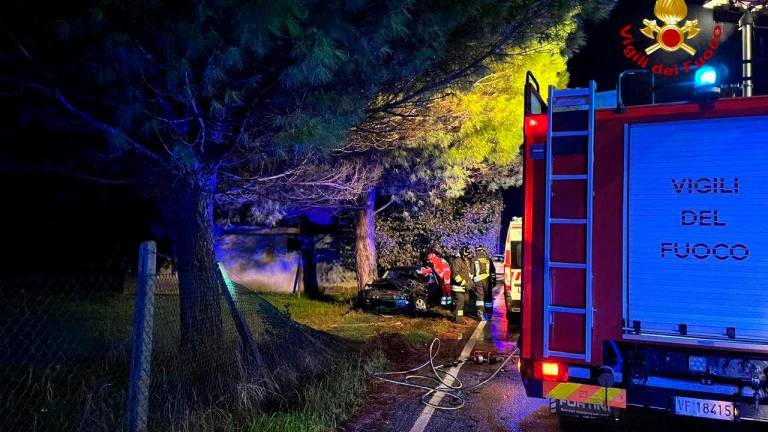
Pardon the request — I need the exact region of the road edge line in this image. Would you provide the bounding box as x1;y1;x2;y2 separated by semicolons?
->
410;321;486;432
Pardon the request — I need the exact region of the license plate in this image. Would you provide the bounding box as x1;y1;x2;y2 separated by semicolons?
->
675;396;736;420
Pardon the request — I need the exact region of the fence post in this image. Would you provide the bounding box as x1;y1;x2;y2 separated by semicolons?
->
126;241;157;432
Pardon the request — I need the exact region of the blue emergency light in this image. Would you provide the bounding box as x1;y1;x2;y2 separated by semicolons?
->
694;66;719;88
693;66;720;102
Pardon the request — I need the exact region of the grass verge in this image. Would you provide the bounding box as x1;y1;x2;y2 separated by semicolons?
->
250;351;387;432
262;294;454;346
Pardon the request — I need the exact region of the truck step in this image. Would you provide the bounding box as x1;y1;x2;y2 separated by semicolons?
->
549;262;587;270
549;219;587;225
552;131;589;138
547;306;587;315
550;174;587;181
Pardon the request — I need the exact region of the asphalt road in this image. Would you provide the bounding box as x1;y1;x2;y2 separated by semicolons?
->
343;289;768;432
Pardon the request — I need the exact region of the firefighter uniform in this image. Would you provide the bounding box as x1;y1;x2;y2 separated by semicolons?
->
451;253;472;323
472;247;496;320
421;252;453;306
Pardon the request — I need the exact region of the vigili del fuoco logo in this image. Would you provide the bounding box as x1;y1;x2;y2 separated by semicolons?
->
619;0;723;76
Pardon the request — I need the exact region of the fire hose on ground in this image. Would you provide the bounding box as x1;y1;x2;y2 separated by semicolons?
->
373;338;519;411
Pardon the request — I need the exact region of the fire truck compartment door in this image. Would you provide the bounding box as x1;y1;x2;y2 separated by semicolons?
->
624;116;768;345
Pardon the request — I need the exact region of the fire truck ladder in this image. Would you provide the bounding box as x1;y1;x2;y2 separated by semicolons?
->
543;81;596;363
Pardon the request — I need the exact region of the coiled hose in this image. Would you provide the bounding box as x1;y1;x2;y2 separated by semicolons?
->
373;338;519;411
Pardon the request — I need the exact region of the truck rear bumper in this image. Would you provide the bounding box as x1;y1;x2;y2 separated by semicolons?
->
523;379;768;423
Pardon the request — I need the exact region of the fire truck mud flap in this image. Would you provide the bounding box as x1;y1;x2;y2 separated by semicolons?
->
543;381;627;417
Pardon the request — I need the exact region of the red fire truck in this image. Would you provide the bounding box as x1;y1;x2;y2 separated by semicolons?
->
519;69;768;421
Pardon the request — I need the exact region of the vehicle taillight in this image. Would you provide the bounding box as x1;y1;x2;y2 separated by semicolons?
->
533;362;568;382
504;249;512;292
524;114;547;145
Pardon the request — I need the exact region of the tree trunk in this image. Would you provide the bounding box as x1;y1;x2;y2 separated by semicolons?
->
355;188;378;291
173;174;224;357
301;222;320;298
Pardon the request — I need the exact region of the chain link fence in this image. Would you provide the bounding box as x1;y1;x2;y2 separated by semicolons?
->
0;241;333;432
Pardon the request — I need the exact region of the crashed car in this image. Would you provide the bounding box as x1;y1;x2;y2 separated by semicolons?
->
358;267;442;313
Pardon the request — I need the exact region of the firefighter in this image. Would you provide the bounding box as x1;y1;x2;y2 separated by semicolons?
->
472;246;496;320
419;251;452;306
451;246;472;323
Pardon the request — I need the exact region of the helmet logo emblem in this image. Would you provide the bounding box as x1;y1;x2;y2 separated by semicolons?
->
640;0;701;55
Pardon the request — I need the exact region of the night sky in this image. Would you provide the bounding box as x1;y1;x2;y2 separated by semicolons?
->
568;0;768;94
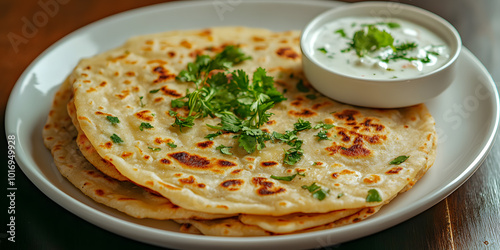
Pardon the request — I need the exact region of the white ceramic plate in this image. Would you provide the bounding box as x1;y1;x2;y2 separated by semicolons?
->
5;0;499;249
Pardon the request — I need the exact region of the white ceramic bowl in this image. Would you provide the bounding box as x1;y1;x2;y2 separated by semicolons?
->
300;2;462;108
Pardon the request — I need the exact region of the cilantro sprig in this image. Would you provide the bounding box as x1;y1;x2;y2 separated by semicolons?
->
302;182;330;201
171;46;286;154
339;22;439;63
•••••
Required task:
Write out every line of all the records above word for word, leaving the pictures out.

Response to the task:
Pardon the request — I need the exact region of the road edge line in this image. Would you provide the bounding box as x1;y1;x2;y2 separated by semicolons?
->
410;321;486;432
Pardon the request — I need the exact region of the license plate in this image. Would you provide the bounding box as x1;y1;x2;y2 separated by semicolons?
->
675;396;736;420
Pardon the request — I need the exact region of the fence post in this image. Would you provide the bounding box as x1;y1;x2;y2 separated by semicolons?
->
126;241;157;432
Pardon the request — I need the exact region of the blue emergency light in this image. Would you provide the bounding box as x1;y1;x2;y2 separated by semicolons?
->
694;66;719;88
693;66;720;102
Pardon the request — I need the exact region of the grass verge in this image. Would you provide the bounding box as x1;y1;x2;y2 separated by semicolons?
->
250;351;387;432
262;294;454;346
Pardon the request — I need the exact region of the truck step in this image. Would you provide the bounding box as x1;y1;x2;y2 separated by semicolons?
->
549;262;587;270
549;219;587;225
552;131;589;138
547;306;587;315
550;174;587;181
Pardon the request — I need the exact region of the asphalt road in this image. Would you provide the bounding box as x1;y1;x2;y2 separated by semicolons?
->
343;289;768;432
Pardon the request — I need the exact region of the firefighter uniform in this image. Would you provide the bounding box as x1;y1;x2;y2 separated by semicolons?
->
451;253;472;323
472;247;496;320
421;252;453;306
Pardon the request — I need the exact region of the vigili del fuoco logo in this image. Would you provide the bounding box as x1;y1;x2;y2 separated by semicolons?
->
619;0;723;76
Pardon the request — I need the exact region of the fire hose on ground in this image. Would you provide the bounding box as x1;y1;x2;y2 separated by semicolons?
->
373;338;519;411
Pardon the request — I need the exact region of the fire truck compartment door in this image. Would you provide the bounding box as x1;y1;x2;y2 separated by semicolons?
->
624;116;768;345
Pardon the request — I need the exact region of the fire truck ladder in this image. Would you provide the bounding box as x1;y1;x2;y2 separated by semicolons?
->
543;81;596;363
Pardon the request — I need the exact region of the coiled hose in this image. Would you provide the bounding box as x1;y1;x2;y2 separated by semicolons?
->
373;338;519;411
Pardon the request — I need the exact region of the truck rear bumper in this image. Would you provide the bounding box as x1;y1;x2;y2 separated by semicolons?
->
523;379;768;423
Pardon the request — I need the exact region of the fire truck mud flap in this image. Would you provide the bounding box as x1;y1;x2;y2 separated by semicolons?
->
543;381;627;417
Pardon the request — I need the exact region of the red fire truck in this image. Would you provide the bounding box as x1;y1;x2;y2 separated by semicolons?
->
519;69;768;421
Pardon the request — I need the exact region of the vehicle taillight in this image. Would you provide the bounding box as x1;y1;x2;y2 separated by semicolons?
->
533;362;568;382
504;249;512;292
524;114;547;145
Pardon the request — I need the exact region of the tree trunk in this image. Would you provide the bounding box as x1;y1;x2;y2 separated by semicolons?
->
355;188;378;291
173;174;224;357
301;222;320;298
Pardon the request — I need the exact region of the chain link fence in this image. Would you provide the bounding box as x1;y1;x2;y2 separated by semicolons?
->
0;241;333;432
Pardon the request — I need the exact region of the crashed car in this image. Would you provide the bounding box as x1;y1;x2;y2 separated by semicolons?
->
358;267;442;313
Pardon the request — I need the exact region of the firefighter in this image. Would you provide the bounding box as x1;y1;x2;y2 separated by semicolons?
->
472;246;496;320
419;251;452;306
451;246;472;323
Pardon the request — I need the exact region of the helmet logo emblem in this image. Would you provide the bounding box as x1;y1;x2;y2 separated by semicolons?
->
640;0;701;55
Pardon the request — I need the exact region of the night sky in this image. Would you provide the bounding box as x1;y1;x2;y2 separated by semicolons?
->
568;0;768;94
Pardon the request — I need the exact region of the white ceramic plate in this image. Would you provide the bounding box as x1;y1;x2;y2 separated by semicolons?
->
5;0;499;249
Pardon the request — I need the exact region of the white ceramic bowl in this image. Would you provide the bounding box as x1;y1;x2;y2 separated by semicolons?
->
300;2;462;108
Pardon the request — I need the exact region of the cilantro sprig in this image. Would you provide the bounding box as x1;y1;x2;y2 separated by semicolons?
->
302;182;330;201
171;46;286;154
339;22;439;63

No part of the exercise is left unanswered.